WORKING DATA:
==*==
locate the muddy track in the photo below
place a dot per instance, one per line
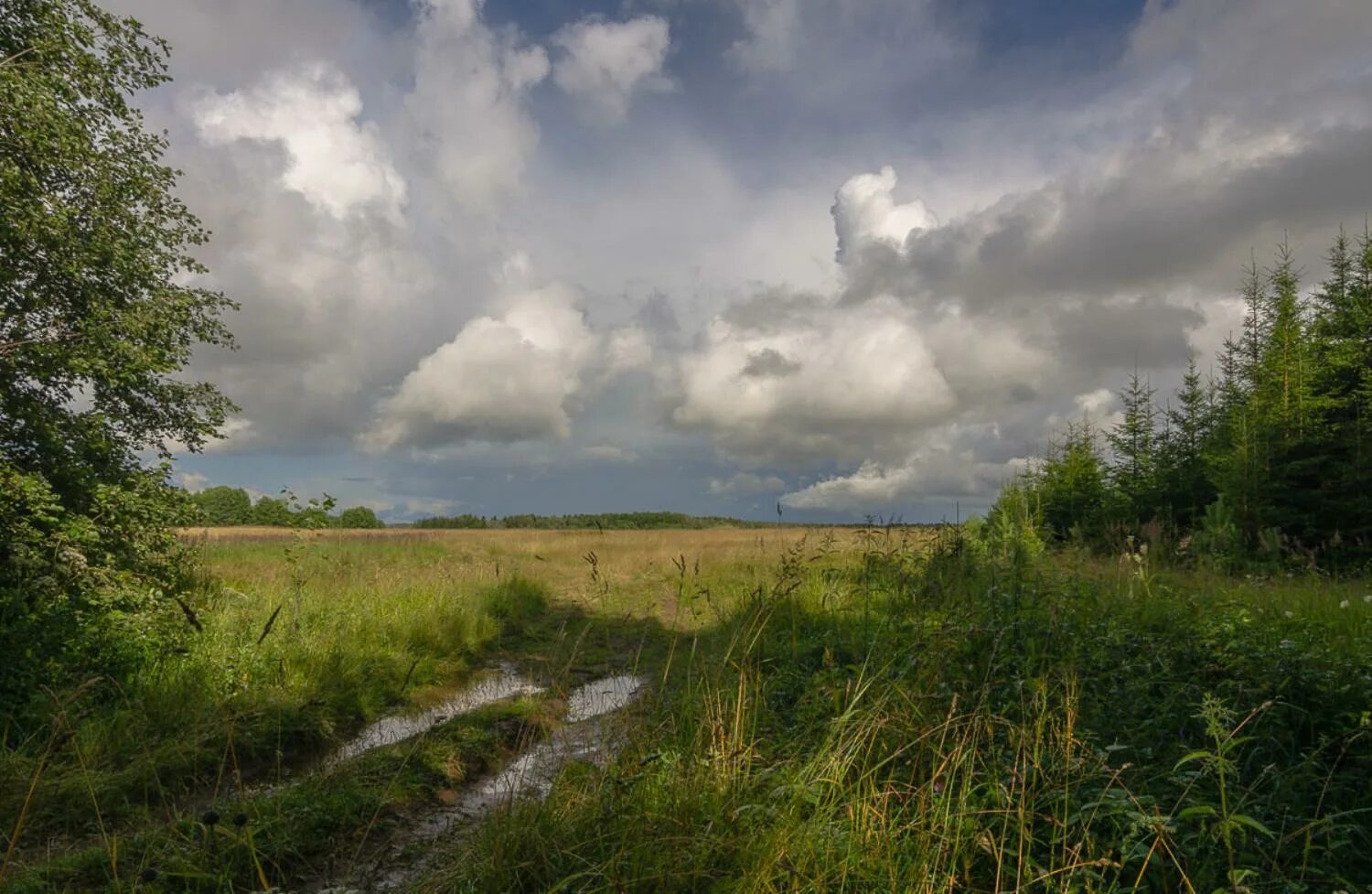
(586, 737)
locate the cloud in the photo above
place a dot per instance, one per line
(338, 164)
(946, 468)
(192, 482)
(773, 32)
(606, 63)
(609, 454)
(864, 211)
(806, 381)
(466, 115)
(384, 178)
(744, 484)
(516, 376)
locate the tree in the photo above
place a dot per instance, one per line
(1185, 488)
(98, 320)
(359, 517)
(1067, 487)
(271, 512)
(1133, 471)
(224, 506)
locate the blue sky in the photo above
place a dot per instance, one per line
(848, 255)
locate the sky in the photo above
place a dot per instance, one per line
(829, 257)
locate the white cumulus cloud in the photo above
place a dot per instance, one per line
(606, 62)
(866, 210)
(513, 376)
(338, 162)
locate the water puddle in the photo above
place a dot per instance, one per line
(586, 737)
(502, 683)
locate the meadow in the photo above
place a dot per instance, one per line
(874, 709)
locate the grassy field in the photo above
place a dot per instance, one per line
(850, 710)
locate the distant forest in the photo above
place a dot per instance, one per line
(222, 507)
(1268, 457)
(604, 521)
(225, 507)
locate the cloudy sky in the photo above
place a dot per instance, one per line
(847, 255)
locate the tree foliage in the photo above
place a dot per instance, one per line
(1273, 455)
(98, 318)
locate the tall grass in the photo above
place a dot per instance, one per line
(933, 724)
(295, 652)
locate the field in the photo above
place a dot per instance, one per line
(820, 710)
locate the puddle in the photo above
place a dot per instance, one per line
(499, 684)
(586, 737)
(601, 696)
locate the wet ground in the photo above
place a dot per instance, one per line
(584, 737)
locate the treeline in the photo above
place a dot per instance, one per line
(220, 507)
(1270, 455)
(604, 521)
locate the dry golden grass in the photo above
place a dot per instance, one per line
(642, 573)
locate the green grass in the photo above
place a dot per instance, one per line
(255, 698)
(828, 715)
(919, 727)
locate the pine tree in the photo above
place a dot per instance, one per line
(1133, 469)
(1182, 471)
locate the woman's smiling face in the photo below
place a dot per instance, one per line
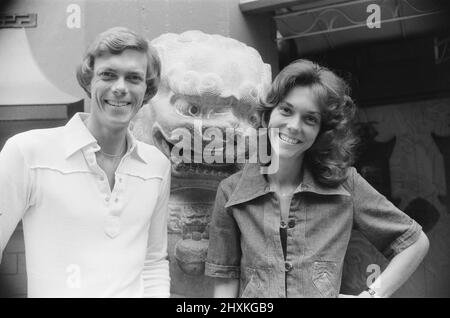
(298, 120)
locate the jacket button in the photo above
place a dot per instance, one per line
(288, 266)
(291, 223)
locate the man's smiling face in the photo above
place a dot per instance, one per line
==*==
WHAT TO PRODUCE:
Could you give the lines again from the one holding "locate the sky in the photo above" through the end of the records, both included, changing "dot" to "point" throughout and leaving everything else as it is? Keep the pictures out of your answer.

RIGHT ANSWER:
locate the sky in the photo above
place a point per instance, one per line
(829, 257)
locate the white cumulus cloud in the photo above
place a point per instance, one per line
(606, 62)
(866, 210)
(513, 376)
(338, 162)
locate the water puddle in the photo above
place a point per instance, one per line
(586, 737)
(502, 683)
locate the meadow in the photo above
place a point per instance, one per line
(874, 709)
locate the grassy field in the photo above
place a point per instance, one per line
(850, 710)
locate the distant forest in the photo above
place a point per instance, one per line
(222, 507)
(1268, 457)
(604, 521)
(225, 507)
locate the cloudy sky in the photo above
place a point per instance, one per line
(847, 255)
locate the tree foliage in the photo above
place a point per instance, one per line
(1273, 455)
(98, 318)
locate the tall grass in the photo above
place a point per instance, one per line
(933, 724)
(295, 652)
locate the field in the photo above
place a point per instance, one per line
(820, 710)
locate the puddle in the photo above
place a point per instance, one per line
(499, 684)
(586, 737)
(601, 696)
locate the wet ground in the photo above
place a point per instance, one per line
(584, 737)
locate the treeline in the photo above
place a point per instance, one per line
(220, 507)
(1270, 455)
(604, 521)
locate the dry golden grass in the photo above
place a point per instance, one per line
(642, 573)
locate the green grass in the photo above
place a point per instance, one per line
(255, 698)
(828, 715)
(919, 727)
locate the pine tree in the photo above
place a point per instance, one per line
(1133, 469)
(1182, 471)
locate the woman's smiling face in the photo below
place a point per instance, one per line
(298, 120)
locate the jacket button in the photo above
place a point per instance, one per line
(288, 266)
(291, 223)
locate the man's smiling face in the photo above
place a point per instance, one per line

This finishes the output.